TASK DIRECTIONS: Reproduce the stretch from the line containing "Task: annotate every instance of the tree" through the end of the records, substituting "young tiger's" for each occurrence of "tiger cub's" and keeping everything else the same.

MATERIAL PROVIDED:

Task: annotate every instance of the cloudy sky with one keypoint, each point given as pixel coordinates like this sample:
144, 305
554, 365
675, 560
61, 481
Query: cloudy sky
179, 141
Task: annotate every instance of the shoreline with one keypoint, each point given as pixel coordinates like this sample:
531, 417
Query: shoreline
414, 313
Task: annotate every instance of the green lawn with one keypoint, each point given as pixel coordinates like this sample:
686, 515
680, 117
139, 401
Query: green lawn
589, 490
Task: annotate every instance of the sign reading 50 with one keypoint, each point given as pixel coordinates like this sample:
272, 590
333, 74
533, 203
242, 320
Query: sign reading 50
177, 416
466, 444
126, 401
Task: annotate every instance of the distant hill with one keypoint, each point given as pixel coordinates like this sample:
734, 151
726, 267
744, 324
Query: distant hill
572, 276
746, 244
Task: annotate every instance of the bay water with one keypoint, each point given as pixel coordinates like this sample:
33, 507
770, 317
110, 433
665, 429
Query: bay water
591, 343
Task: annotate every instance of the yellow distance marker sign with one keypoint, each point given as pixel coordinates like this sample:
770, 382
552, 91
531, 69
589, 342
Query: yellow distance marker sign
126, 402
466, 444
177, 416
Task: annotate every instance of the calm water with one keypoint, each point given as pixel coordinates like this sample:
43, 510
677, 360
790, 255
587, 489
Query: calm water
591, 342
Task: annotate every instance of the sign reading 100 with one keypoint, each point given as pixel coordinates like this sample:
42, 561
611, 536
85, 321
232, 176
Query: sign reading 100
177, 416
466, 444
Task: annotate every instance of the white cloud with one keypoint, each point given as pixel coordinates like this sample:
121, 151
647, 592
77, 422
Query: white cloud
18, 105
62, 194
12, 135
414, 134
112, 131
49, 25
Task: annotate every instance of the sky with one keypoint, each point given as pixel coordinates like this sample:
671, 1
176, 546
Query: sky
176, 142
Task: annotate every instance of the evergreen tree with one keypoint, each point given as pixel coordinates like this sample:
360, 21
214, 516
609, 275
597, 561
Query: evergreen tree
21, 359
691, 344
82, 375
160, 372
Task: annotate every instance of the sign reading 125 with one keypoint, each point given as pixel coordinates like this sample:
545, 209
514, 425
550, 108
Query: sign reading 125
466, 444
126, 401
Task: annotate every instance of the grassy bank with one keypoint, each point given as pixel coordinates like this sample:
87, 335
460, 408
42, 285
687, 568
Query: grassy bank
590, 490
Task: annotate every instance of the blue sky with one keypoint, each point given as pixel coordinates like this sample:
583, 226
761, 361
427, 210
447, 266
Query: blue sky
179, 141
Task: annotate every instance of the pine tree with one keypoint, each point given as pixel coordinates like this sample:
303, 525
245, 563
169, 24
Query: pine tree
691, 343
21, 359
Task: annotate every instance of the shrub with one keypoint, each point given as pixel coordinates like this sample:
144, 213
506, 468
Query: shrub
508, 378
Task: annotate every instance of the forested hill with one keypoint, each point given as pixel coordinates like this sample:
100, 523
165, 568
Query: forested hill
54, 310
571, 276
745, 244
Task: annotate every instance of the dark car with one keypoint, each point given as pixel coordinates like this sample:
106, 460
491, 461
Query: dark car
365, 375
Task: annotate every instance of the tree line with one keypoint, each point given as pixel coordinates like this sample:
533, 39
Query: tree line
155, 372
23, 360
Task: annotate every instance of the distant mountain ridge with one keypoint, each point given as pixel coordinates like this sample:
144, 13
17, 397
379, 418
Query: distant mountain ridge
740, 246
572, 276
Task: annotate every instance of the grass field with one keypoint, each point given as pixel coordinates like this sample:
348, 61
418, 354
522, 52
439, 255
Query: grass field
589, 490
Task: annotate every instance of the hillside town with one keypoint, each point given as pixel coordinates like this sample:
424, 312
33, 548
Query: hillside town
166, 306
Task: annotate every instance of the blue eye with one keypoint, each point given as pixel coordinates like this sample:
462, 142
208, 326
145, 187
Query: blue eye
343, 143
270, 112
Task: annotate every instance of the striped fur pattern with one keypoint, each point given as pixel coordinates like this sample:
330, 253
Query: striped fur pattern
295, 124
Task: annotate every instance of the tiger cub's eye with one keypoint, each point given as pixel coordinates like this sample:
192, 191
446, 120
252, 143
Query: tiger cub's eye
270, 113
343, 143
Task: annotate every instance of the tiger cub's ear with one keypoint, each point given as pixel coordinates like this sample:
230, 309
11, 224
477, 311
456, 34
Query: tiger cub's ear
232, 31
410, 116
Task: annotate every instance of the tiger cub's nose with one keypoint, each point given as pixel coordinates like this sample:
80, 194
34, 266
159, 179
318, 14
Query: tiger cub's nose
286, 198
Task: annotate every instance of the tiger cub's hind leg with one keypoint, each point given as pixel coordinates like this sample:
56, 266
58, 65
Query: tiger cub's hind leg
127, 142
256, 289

PROBLEM SOLUTION:
Task: annotate every instance of the tree line with one keypoint, each point given as pixel coordinates like this sample:
533, 39
Query: tree line
155, 372
23, 360
Task: annotate every instance of the distant mountain ridge with one keypoint, each point given as pixel coordinates like this sample:
144, 13
17, 397
379, 418
Query: distant mountain ridge
740, 246
572, 276
Task: annotate every instance of the grass field with one keypoint, each point given as pixel coordinates like this sample:
348, 61
418, 354
522, 52
439, 255
Query: grass field
589, 490
Task: annotate every instance of the hillside town with one keypoint, each point given as pixel coordinates like this sample:
424, 312
33, 548
Query: hillside town
166, 306
Task: annotate every instance of the blue eye with one keypoint, each point given as pixel coordinates like this sample:
462, 142
208, 326
145, 187
Query: blue eye
343, 143
270, 112
Task: annotate every instance of the striped fur pattern with one keypoint, each point given as pixel coordinates like this sample:
330, 253
Query: striped fur pattern
295, 124
Task: annotate every instance of the young tiger's eye with one keypoint, each point given as pixel coordinates like this sample:
192, 191
446, 120
252, 143
Query: young tiger's eye
270, 113
343, 143
Task: annotate every instance of the young tiger's ear with one keypoint, each point given as pixel coordinates like this sample:
230, 309
11, 224
477, 311
456, 34
Query: young tiger's ear
232, 31
410, 116
Task: annotate every instance of the young tiger's nose with one keypoint, each point given as pixel coordinates like this sample:
80, 194
34, 266
159, 179
318, 14
Query: young tiger's nose
286, 198
Task: annotate every instance of the young tiger's hind leg with one keypoint, each point given as pixel coordinates like this sample:
56, 266
58, 65
Query: young tiger's hind leg
127, 142
256, 289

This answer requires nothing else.